▼
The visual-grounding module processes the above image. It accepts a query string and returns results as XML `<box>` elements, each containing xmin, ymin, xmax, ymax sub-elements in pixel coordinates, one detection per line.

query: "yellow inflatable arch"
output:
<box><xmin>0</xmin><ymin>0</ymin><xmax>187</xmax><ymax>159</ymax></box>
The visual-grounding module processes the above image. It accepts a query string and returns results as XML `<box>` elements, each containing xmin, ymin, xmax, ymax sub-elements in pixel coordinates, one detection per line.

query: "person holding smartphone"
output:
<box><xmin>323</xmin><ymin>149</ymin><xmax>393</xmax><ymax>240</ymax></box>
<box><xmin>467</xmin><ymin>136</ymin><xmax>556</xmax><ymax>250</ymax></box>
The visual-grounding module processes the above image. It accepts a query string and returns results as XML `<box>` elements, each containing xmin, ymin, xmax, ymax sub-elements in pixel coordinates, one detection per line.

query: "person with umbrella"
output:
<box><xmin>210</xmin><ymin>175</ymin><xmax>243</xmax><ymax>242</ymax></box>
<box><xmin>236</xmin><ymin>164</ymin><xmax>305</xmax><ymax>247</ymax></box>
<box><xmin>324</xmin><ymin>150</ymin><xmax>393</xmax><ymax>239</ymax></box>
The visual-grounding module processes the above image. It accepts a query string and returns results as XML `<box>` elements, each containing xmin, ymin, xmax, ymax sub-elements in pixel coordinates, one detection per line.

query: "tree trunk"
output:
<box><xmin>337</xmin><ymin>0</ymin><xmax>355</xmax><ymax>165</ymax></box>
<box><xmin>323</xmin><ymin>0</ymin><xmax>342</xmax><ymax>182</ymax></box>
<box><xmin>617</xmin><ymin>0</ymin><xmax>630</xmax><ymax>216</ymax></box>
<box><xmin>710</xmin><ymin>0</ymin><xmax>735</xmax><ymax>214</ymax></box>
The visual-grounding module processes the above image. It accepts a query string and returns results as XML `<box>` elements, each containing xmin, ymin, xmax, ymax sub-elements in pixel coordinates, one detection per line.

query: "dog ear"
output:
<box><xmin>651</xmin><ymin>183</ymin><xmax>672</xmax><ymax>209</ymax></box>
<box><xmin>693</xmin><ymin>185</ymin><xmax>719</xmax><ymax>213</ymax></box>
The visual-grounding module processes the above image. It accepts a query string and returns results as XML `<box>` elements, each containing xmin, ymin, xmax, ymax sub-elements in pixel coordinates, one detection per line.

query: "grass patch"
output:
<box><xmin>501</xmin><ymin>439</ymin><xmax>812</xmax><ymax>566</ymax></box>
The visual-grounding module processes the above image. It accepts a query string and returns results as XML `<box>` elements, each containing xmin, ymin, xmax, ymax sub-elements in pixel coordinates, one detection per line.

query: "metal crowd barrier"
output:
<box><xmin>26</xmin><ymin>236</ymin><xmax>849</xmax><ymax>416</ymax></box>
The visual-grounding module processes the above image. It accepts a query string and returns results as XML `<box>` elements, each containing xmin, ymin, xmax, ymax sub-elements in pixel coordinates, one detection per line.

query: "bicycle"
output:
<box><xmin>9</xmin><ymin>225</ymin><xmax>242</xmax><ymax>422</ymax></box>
▲
▼
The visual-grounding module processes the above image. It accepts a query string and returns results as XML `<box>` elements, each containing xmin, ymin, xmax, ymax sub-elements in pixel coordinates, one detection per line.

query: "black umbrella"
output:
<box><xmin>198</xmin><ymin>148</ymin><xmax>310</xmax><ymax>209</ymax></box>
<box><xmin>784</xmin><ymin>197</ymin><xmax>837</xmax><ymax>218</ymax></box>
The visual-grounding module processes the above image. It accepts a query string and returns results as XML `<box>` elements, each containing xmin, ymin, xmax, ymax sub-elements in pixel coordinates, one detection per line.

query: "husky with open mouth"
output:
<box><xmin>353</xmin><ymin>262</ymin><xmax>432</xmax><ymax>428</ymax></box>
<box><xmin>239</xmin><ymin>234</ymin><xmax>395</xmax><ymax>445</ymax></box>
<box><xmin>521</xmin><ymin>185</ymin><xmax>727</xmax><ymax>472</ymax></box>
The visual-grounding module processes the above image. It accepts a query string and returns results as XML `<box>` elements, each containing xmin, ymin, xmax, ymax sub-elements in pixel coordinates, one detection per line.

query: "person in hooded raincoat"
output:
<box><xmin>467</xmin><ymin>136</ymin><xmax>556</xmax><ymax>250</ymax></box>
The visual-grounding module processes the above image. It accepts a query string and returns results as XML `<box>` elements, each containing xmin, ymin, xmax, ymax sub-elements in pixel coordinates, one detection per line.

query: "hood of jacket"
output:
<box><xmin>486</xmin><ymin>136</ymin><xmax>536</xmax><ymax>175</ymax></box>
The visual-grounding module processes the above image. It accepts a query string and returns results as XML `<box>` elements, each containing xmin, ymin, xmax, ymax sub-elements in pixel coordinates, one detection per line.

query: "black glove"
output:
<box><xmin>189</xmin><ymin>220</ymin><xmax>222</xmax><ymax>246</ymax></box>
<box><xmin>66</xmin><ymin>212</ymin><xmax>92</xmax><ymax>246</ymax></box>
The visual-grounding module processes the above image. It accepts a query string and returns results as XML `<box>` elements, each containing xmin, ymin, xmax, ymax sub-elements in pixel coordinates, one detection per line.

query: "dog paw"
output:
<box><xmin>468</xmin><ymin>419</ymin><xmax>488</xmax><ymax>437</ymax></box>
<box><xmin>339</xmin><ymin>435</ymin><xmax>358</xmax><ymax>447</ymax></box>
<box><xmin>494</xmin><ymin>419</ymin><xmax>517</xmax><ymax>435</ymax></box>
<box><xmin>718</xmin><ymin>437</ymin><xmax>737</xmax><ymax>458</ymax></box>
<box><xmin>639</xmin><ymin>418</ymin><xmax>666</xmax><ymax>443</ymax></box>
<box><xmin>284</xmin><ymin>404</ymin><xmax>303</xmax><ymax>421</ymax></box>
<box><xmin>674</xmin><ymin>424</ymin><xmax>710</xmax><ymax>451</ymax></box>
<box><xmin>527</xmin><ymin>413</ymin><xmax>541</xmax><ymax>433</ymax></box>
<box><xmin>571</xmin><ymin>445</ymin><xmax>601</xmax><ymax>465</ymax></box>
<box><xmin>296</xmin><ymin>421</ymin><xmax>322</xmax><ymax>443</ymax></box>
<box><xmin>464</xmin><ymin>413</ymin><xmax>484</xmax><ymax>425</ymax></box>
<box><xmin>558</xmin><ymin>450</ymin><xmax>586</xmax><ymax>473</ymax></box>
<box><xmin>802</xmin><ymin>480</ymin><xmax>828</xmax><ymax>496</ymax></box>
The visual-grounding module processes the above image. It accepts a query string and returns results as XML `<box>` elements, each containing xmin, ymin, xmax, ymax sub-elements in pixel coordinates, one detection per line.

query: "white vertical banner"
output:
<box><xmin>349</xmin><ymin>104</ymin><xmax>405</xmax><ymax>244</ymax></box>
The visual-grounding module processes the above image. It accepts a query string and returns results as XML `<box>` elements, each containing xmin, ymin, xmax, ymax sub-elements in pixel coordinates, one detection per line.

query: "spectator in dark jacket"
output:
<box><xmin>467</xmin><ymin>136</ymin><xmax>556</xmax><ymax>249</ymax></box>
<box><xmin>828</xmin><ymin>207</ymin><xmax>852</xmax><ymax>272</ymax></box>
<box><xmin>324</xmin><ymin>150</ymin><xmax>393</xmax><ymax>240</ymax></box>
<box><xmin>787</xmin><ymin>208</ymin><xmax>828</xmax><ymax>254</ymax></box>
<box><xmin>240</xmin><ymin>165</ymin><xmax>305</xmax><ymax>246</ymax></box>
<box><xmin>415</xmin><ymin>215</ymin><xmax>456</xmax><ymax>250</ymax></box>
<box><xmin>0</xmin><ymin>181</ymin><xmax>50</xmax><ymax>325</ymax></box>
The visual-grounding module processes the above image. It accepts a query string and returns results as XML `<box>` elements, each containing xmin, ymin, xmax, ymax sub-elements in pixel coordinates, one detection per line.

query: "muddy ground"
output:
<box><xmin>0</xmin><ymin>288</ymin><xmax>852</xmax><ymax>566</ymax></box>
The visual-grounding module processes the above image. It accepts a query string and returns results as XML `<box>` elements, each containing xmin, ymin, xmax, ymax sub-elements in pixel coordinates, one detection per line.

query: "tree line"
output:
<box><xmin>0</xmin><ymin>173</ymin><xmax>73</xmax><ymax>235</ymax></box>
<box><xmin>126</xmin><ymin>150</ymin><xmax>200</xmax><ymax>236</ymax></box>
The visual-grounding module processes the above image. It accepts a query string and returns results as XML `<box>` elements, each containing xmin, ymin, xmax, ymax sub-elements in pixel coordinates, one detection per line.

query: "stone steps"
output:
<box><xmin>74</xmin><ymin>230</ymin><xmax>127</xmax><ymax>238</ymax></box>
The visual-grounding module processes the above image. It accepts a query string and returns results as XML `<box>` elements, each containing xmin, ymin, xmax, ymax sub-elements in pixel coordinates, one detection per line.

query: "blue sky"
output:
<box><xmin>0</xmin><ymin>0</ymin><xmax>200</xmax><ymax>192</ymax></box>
▲
▼
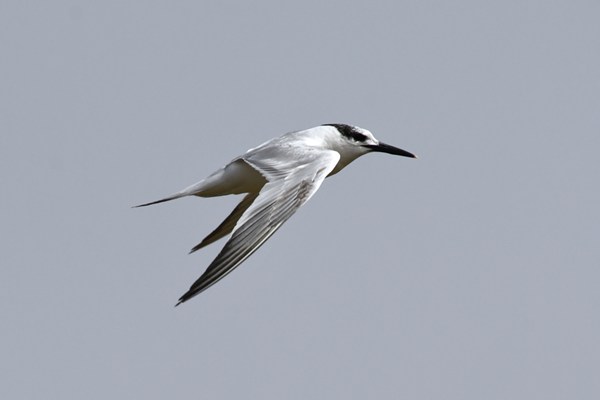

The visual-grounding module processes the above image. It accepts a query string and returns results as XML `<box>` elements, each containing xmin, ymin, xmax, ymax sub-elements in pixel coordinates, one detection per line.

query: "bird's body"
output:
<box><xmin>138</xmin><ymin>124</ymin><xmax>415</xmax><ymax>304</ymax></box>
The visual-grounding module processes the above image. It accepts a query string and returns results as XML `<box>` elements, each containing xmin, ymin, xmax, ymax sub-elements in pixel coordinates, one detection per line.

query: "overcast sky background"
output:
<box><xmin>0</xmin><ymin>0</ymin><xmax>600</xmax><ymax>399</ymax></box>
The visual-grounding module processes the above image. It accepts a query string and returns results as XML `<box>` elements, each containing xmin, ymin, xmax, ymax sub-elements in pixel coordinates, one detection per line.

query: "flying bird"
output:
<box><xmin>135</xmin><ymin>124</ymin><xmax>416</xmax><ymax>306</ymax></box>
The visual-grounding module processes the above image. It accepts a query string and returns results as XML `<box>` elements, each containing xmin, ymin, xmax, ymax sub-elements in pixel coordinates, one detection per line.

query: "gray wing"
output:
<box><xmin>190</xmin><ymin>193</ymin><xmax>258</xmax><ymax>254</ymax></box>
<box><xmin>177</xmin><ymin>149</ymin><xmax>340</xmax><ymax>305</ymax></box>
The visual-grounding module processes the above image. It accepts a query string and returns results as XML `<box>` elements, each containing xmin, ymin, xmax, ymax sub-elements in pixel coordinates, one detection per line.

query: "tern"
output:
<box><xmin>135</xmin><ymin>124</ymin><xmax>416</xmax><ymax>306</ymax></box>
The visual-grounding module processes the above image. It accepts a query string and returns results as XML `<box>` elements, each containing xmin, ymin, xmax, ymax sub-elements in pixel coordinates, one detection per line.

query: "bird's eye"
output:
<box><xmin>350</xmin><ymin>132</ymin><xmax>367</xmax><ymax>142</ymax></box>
▲
## PROBLEM DETAILS
State how many lines in the records above contain the string "umbrella", matching case exactly, and give only that number.

## RESULT OF THIS EXERCISE
2